*TO DO:* Between the line containing "Exercise. Point to the kitchen sink" and the line containing "Target: microwave control panel" lies a run of lines; give that run again exactly, with both of those lines, and nothing else from the entries below.
AVAILABLE DATA section start
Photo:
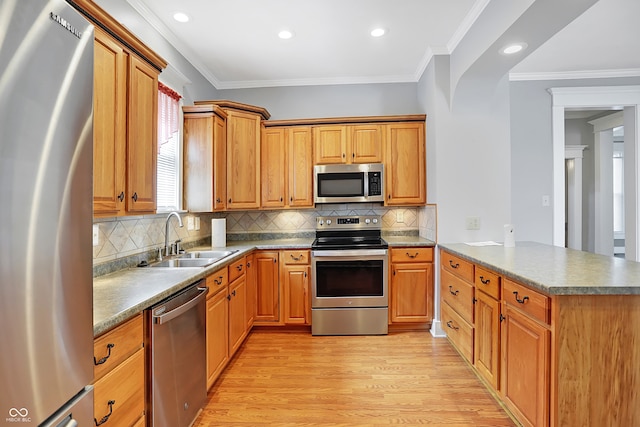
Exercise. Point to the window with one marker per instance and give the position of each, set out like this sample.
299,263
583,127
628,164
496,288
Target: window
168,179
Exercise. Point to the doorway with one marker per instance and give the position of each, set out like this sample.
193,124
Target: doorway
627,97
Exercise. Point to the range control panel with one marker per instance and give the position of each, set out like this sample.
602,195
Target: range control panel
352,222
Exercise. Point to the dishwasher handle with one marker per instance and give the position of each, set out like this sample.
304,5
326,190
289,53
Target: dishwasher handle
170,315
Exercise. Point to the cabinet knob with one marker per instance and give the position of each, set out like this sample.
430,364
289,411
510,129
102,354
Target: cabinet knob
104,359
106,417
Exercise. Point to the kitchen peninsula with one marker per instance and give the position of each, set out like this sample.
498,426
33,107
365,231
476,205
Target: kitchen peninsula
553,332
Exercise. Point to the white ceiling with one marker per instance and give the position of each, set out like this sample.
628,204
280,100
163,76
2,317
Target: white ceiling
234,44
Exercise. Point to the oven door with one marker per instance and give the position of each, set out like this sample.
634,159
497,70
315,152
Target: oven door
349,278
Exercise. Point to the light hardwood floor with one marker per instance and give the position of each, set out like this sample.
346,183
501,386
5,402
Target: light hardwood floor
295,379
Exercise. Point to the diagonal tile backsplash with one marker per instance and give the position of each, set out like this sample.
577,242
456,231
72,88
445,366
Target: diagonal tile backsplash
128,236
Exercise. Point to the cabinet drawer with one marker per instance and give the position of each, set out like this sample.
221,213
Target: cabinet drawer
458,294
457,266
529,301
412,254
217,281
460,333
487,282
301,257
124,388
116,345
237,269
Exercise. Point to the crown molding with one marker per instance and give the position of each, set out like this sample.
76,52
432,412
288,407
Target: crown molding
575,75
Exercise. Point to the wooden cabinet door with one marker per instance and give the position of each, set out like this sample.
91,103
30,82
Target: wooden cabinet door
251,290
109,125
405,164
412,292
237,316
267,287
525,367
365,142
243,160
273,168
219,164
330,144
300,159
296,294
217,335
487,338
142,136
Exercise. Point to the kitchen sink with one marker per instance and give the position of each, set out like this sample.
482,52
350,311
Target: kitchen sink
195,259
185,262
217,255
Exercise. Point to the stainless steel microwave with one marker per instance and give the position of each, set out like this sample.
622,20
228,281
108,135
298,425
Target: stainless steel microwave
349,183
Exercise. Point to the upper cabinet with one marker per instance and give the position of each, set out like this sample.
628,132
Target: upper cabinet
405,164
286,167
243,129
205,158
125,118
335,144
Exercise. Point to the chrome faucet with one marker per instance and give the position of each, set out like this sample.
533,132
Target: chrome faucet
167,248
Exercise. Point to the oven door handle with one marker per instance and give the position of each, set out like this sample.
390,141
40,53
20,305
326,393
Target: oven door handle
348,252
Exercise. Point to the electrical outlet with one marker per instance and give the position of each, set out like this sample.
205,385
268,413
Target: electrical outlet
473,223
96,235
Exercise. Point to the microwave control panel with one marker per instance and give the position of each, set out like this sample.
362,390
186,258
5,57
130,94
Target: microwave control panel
AVAILABLE DATA section end
AVAILABLE DATA section start
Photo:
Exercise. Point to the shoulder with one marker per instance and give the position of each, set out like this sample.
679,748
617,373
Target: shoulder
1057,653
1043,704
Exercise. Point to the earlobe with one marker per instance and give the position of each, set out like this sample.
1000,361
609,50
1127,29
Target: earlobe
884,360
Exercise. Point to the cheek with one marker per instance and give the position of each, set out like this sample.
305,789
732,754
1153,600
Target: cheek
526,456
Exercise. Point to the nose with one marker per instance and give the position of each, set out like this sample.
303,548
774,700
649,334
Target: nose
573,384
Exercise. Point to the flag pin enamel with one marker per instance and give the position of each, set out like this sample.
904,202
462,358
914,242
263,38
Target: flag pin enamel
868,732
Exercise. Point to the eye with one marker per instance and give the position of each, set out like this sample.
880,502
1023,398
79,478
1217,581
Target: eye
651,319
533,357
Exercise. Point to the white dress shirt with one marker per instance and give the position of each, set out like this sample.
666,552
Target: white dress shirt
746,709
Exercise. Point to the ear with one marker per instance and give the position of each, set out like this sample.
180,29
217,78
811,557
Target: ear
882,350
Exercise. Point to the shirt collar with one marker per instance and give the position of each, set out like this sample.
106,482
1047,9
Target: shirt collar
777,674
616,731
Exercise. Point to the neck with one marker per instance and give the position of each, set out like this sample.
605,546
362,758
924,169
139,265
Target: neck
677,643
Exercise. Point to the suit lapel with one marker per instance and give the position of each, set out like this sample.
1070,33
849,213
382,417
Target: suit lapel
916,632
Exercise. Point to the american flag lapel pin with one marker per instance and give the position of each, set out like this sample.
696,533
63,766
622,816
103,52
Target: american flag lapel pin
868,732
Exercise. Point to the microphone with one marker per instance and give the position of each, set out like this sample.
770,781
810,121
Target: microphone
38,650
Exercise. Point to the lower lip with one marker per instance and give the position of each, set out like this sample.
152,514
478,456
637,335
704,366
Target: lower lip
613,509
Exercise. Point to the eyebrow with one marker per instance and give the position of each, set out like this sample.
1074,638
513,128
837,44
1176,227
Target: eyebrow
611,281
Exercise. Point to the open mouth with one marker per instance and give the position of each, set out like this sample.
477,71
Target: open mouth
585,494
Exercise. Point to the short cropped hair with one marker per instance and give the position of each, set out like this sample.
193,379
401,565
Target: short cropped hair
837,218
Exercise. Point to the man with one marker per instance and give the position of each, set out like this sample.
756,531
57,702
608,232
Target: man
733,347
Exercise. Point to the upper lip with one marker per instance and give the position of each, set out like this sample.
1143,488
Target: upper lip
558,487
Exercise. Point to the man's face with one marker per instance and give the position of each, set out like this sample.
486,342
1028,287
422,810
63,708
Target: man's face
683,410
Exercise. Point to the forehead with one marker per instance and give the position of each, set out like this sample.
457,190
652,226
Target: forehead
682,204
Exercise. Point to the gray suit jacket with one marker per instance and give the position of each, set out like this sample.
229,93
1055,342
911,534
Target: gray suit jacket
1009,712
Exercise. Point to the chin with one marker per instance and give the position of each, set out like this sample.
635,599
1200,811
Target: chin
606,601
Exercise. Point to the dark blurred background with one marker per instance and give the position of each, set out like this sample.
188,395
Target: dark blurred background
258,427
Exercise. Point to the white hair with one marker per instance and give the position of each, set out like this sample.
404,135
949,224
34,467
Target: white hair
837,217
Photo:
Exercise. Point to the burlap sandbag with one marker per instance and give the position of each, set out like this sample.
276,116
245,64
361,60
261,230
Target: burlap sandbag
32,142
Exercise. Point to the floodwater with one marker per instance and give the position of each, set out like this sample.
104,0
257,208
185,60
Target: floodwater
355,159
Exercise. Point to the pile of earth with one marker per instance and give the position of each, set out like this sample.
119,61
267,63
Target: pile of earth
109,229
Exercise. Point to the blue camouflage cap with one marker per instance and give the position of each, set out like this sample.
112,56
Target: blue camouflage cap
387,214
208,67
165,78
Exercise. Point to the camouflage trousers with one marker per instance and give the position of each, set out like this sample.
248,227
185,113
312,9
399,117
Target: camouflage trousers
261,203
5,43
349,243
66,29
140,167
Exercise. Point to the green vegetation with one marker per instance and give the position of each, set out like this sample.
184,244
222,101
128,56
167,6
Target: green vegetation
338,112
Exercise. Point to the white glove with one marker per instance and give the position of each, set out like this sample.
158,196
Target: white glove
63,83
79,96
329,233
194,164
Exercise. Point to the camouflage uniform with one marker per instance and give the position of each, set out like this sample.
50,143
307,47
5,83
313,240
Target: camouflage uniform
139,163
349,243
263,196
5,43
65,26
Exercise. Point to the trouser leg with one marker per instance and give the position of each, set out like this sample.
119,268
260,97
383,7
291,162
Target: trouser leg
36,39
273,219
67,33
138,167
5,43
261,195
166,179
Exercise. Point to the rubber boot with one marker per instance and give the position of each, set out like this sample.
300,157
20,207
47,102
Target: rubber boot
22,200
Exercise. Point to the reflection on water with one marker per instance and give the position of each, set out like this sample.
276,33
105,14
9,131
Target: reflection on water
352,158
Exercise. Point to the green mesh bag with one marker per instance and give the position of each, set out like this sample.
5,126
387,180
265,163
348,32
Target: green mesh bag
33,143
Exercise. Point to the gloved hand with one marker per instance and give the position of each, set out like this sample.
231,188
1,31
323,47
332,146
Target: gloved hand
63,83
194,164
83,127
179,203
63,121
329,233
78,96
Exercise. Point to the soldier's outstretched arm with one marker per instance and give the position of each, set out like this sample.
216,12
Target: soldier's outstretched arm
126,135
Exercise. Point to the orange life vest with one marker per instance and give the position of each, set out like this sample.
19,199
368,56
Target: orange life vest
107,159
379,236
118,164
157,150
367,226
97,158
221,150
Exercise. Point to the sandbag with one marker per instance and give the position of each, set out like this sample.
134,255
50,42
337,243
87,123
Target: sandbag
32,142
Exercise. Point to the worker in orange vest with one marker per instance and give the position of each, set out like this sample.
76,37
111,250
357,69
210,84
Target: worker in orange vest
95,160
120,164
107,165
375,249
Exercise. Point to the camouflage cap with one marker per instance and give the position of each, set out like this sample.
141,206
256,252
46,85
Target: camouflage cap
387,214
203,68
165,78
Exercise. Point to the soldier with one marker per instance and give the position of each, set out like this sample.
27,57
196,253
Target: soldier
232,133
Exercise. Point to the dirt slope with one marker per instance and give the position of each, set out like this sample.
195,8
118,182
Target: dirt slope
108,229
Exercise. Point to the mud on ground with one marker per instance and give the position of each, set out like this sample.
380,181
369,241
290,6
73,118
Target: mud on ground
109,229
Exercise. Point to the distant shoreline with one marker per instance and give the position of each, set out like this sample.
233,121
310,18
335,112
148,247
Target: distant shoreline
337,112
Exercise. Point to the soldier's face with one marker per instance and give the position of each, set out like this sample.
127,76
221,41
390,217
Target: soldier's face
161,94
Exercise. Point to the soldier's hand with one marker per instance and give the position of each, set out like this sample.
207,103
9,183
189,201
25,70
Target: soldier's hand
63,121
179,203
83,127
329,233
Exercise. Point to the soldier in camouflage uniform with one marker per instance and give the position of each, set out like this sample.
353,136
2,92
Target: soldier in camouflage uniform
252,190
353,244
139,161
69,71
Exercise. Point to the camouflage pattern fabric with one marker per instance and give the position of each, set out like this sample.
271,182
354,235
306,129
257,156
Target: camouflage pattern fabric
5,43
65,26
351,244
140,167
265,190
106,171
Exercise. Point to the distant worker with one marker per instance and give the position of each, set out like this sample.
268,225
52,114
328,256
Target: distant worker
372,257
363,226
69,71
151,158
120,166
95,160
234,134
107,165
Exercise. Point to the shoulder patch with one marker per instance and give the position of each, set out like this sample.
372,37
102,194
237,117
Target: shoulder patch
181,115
AVAILABLE DATA section end
*SOLUTION TO THIS EXERCISE:*
Exercise. Point to the kitchen sink with one marker per instance and give the position of each, set out like this sample.
482,52
350,311
Target: kitchen sink
195,259
185,262
217,255
Exercise. Point to the stainless steel microwave with one marker per instance and give the position of each, set out like this sample.
622,20
228,281
108,135
298,425
Target: stainless steel microwave
349,183
Exercise. Point to the upper cabinet with one marker per instance and give the position of each, set out like this sample.
628,132
Target: upper cabinet
405,164
286,167
243,129
205,158
125,118
335,144
Exercise. Point to the chrome faucet with one marker per instance and give the position of each, set out like this sample.
533,132
Target: chrome faucet
167,248
Exercise. Point to the oven door handle with one marker per instance and give the position of each, set out like this sample.
390,141
40,53
20,305
326,393
Target: oven door handle
348,252
Exercise. Point to the electrical outlet with one marker per instance and give the position of each, set out like this sample.
205,385
268,413
Target: electrical outlet
473,223
96,235
Exercise. Point to the microwave control panel with one marker per instance and give the position of each, set out like this sample.
362,390
186,258
5,57
130,94
Target: microwave control panel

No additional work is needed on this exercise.